AIM OF THE TASK: Using the entries that follow, transcribe only the lines from the line with "Where can you see the navy" to the line with "Where can you see the man's face", both included, exactly as they stand and without pictures.

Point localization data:
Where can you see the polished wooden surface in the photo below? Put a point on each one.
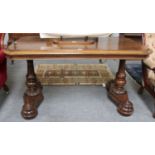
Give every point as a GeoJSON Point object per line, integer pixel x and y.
{"type": "Point", "coordinates": [111, 48]}
{"type": "Point", "coordinates": [32, 47]}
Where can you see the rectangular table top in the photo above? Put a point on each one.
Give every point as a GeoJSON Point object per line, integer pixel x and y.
{"type": "Point", "coordinates": [32, 47]}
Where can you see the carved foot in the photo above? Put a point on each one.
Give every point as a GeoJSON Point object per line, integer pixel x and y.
{"type": "Point", "coordinates": [141, 90]}
{"type": "Point", "coordinates": [6, 89]}
{"type": "Point", "coordinates": [125, 107]}
{"type": "Point", "coordinates": [33, 95]}
{"type": "Point", "coordinates": [31, 104]}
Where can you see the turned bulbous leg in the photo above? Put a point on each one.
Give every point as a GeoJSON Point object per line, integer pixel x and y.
{"type": "Point", "coordinates": [117, 92]}
{"type": "Point", "coordinates": [33, 95]}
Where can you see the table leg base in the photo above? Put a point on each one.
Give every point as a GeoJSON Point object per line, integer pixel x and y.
{"type": "Point", "coordinates": [31, 104]}
{"type": "Point", "coordinates": [124, 106]}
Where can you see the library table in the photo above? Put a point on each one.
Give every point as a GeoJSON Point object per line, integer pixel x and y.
{"type": "Point", "coordinates": [32, 48]}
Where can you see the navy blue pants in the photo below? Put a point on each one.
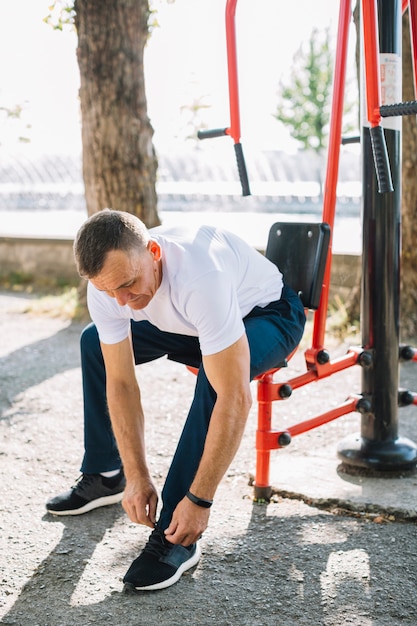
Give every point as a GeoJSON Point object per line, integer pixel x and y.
{"type": "Point", "coordinates": [273, 332]}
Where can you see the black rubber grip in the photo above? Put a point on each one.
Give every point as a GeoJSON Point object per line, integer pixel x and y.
{"type": "Point", "coordinates": [382, 167]}
{"type": "Point", "coordinates": [211, 134]}
{"type": "Point", "coordinates": [241, 166]}
{"type": "Point", "coordinates": [401, 108]}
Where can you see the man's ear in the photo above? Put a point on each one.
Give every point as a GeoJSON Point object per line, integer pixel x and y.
{"type": "Point", "coordinates": [155, 249]}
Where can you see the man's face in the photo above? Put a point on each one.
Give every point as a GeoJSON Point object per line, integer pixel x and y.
{"type": "Point", "coordinates": [131, 277]}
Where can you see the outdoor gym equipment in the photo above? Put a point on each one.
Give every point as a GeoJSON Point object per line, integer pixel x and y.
{"type": "Point", "coordinates": [378, 447]}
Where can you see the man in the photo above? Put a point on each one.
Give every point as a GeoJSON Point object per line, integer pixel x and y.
{"type": "Point", "coordinates": [204, 298]}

RESPONSE TO THIS TASK:
Where can you see the navy blue pants in the photo below? Put a point on each one.
Give every point as a GeoJSON Point object per line, integer pixel x and y.
{"type": "Point", "coordinates": [273, 332]}
Where can you see the black rubber grip in the photo above? Put a point on each one.
Give every point as a GeoJSON Point object per line, integer pixel x and y.
{"type": "Point", "coordinates": [382, 167]}
{"type": "Point", "coordinates": [211, 134]}
{"type": "Point", "coordinates": [241, 166]}
{"type": "Point", "coordinates": [401, 108]}
Where can you see the man's ear in the photo above? Put a point on each one.
Give every point as a GeoJSON Point object per line, integer pixel x and y.
{"type": "Point", "coordinates": [155, 249]}
Where can you see the man's face in the photo above? Put a point on each one.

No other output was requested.